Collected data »
========================

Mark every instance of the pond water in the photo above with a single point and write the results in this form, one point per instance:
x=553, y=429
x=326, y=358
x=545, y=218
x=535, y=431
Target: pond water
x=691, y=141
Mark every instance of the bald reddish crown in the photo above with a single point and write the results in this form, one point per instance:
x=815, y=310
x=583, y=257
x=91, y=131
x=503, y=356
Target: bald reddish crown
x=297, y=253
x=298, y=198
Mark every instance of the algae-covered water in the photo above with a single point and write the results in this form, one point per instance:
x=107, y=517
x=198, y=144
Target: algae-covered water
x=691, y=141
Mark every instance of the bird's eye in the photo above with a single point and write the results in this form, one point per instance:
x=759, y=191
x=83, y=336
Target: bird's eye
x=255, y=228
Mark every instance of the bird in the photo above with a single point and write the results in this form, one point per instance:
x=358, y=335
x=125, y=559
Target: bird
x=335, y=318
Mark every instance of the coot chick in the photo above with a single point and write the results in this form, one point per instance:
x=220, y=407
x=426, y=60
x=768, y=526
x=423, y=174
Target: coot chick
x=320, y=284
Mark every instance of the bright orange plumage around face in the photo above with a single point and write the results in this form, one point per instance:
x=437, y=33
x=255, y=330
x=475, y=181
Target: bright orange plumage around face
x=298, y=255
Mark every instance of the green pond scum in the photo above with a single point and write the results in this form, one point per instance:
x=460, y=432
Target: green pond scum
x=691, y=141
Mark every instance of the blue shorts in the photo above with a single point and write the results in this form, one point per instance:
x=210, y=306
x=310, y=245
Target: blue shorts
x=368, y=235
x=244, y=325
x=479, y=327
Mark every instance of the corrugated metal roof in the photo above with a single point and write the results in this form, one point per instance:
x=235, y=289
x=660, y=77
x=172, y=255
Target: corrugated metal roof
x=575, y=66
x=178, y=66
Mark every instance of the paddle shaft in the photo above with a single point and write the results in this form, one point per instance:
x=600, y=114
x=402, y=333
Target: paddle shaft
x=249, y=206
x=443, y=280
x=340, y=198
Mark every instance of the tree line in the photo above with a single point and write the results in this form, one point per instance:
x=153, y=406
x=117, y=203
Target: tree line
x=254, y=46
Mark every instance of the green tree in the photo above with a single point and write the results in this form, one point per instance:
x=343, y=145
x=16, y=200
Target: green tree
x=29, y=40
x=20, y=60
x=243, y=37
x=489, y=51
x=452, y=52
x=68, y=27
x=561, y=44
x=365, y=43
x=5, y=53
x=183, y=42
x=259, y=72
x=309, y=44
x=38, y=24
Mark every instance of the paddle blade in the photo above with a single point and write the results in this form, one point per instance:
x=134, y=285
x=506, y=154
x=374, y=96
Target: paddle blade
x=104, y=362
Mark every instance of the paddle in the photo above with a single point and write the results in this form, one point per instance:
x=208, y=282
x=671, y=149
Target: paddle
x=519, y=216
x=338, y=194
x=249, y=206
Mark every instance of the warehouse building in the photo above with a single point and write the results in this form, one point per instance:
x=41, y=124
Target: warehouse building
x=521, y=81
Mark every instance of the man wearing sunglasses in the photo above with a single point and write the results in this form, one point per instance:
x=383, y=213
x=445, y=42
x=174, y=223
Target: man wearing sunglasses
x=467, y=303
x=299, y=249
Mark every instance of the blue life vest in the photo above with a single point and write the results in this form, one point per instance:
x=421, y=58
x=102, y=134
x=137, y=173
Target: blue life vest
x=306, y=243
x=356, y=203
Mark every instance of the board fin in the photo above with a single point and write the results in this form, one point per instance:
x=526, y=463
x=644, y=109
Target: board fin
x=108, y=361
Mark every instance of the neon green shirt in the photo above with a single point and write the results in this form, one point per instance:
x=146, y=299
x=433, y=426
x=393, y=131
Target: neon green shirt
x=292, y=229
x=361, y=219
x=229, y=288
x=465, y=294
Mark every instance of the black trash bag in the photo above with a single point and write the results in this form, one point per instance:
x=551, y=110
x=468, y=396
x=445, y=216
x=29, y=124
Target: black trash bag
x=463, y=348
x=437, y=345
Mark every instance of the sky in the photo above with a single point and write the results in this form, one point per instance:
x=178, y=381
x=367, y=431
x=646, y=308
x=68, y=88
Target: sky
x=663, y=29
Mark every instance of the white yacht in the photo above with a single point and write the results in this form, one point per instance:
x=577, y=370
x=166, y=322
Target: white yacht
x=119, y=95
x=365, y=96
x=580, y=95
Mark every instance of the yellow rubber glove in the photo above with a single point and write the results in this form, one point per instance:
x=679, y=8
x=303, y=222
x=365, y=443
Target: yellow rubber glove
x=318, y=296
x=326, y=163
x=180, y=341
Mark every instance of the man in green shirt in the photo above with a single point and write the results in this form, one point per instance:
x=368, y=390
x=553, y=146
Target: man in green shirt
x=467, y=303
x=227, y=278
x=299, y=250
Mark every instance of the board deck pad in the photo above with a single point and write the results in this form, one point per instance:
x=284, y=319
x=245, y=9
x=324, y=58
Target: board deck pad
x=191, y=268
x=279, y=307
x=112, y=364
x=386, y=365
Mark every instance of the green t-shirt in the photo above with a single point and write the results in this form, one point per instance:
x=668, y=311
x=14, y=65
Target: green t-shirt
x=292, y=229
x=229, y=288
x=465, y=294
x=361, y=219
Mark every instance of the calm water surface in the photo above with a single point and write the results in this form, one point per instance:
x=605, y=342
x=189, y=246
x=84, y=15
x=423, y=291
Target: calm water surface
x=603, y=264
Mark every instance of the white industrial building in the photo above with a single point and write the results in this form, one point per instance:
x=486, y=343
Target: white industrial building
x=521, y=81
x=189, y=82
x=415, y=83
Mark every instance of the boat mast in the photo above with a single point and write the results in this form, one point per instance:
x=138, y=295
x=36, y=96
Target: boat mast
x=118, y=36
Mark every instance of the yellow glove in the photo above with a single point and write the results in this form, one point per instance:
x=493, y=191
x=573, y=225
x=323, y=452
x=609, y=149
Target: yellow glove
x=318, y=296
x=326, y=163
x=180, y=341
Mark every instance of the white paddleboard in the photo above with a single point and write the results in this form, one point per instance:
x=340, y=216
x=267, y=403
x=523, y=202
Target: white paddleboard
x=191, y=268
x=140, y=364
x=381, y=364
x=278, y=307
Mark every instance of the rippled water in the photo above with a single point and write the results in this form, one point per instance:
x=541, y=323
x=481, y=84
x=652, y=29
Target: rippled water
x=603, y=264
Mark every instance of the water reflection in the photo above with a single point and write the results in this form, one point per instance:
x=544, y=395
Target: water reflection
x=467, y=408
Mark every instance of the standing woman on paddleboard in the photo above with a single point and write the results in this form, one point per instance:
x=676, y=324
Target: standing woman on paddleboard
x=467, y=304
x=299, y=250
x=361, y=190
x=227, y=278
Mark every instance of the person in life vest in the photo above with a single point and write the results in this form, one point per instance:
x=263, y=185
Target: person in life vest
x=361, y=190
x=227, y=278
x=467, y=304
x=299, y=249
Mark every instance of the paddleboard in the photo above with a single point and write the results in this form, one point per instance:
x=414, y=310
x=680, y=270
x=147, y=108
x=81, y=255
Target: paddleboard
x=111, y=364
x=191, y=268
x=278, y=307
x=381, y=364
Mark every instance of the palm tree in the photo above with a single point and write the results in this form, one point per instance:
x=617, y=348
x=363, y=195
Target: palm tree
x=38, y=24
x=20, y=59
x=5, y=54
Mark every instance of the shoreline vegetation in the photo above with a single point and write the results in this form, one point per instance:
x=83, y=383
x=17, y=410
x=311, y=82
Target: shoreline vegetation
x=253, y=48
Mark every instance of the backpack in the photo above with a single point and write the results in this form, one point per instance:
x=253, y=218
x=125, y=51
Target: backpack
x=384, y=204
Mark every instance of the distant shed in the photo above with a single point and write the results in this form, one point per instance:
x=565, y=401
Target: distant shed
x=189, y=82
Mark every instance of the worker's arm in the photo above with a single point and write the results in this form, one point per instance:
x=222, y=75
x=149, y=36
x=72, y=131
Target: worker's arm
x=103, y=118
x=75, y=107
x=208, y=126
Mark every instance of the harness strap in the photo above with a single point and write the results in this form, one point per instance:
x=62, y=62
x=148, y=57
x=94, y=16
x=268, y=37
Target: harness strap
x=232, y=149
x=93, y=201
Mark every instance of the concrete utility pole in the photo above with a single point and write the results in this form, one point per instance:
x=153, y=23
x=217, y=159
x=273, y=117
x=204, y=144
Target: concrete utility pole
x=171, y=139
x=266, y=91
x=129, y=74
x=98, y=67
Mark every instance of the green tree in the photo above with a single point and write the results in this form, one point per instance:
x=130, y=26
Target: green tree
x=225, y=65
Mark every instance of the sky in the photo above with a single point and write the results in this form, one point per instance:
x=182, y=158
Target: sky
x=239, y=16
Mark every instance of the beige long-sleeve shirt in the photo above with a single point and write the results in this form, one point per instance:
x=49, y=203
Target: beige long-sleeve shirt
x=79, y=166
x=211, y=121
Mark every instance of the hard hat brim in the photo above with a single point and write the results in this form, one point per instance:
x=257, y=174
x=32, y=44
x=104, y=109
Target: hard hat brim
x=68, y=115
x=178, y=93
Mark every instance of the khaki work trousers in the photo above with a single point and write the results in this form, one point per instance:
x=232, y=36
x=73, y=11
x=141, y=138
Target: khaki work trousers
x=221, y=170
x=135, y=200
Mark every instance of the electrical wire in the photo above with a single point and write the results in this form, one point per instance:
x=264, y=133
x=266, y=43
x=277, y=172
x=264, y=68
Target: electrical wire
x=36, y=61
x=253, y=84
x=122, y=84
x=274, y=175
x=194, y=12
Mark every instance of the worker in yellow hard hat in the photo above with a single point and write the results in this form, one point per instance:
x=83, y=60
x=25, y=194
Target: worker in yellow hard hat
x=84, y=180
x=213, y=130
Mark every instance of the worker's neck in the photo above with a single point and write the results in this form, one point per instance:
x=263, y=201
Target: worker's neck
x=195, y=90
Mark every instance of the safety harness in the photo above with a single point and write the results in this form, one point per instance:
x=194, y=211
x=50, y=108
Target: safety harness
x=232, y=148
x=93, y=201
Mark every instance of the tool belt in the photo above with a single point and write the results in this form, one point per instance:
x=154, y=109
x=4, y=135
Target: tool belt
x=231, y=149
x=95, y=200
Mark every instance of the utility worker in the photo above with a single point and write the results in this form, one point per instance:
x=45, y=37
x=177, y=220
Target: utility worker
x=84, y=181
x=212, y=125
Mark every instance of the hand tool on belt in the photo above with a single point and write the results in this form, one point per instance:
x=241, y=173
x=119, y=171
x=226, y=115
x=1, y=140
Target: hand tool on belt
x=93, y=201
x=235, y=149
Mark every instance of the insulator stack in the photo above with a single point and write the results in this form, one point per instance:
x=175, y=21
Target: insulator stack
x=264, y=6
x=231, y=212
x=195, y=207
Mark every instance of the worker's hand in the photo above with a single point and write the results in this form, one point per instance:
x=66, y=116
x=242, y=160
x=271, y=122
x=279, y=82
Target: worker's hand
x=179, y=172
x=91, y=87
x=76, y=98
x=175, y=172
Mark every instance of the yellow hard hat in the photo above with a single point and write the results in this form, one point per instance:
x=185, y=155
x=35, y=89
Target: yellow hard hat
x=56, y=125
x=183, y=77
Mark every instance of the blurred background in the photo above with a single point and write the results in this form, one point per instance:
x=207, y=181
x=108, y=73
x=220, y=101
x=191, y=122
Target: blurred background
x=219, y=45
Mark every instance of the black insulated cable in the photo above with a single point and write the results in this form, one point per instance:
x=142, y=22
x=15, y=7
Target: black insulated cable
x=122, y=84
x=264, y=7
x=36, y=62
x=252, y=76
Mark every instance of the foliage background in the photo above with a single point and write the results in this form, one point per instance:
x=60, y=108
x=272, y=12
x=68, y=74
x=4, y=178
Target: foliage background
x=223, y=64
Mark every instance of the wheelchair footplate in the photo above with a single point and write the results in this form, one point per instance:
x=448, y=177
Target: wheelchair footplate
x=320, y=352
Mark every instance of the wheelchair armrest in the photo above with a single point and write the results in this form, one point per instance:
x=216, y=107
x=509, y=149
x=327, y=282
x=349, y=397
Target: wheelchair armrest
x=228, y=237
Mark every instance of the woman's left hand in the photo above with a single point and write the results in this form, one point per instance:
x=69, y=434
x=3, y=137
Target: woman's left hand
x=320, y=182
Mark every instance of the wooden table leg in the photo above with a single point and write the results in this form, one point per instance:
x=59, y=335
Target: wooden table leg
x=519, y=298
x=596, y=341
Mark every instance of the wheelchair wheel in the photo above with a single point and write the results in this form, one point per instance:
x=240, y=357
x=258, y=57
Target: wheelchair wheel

========================

WHAT NEEDS TO BE DONE »
Retype exactly the lines from the one containing "Mark every instance of the woman's" through the last line of the records above, including both.

ANSWER TO THE PROBLEM »
Mark every instance of the woman's left hand in the photo above with a single point and write the results in this form, one point per instance:
x=69, y=434
x=3, y=137
Target: woman's left hand
x=320, y=182
Mark every instance of the wooden table leg in the photo above with a single point and write the results in this form, one point per instance:
x=59, y=335
Target: wooden table leg
x=519, y=298
x=596, y=341
Mark every instance of the wheelchair wheel in the photo above with a single point and write the results in this form, one point per instance:
x=240, y=357
x=258, y=57
Target: wheelchair wheel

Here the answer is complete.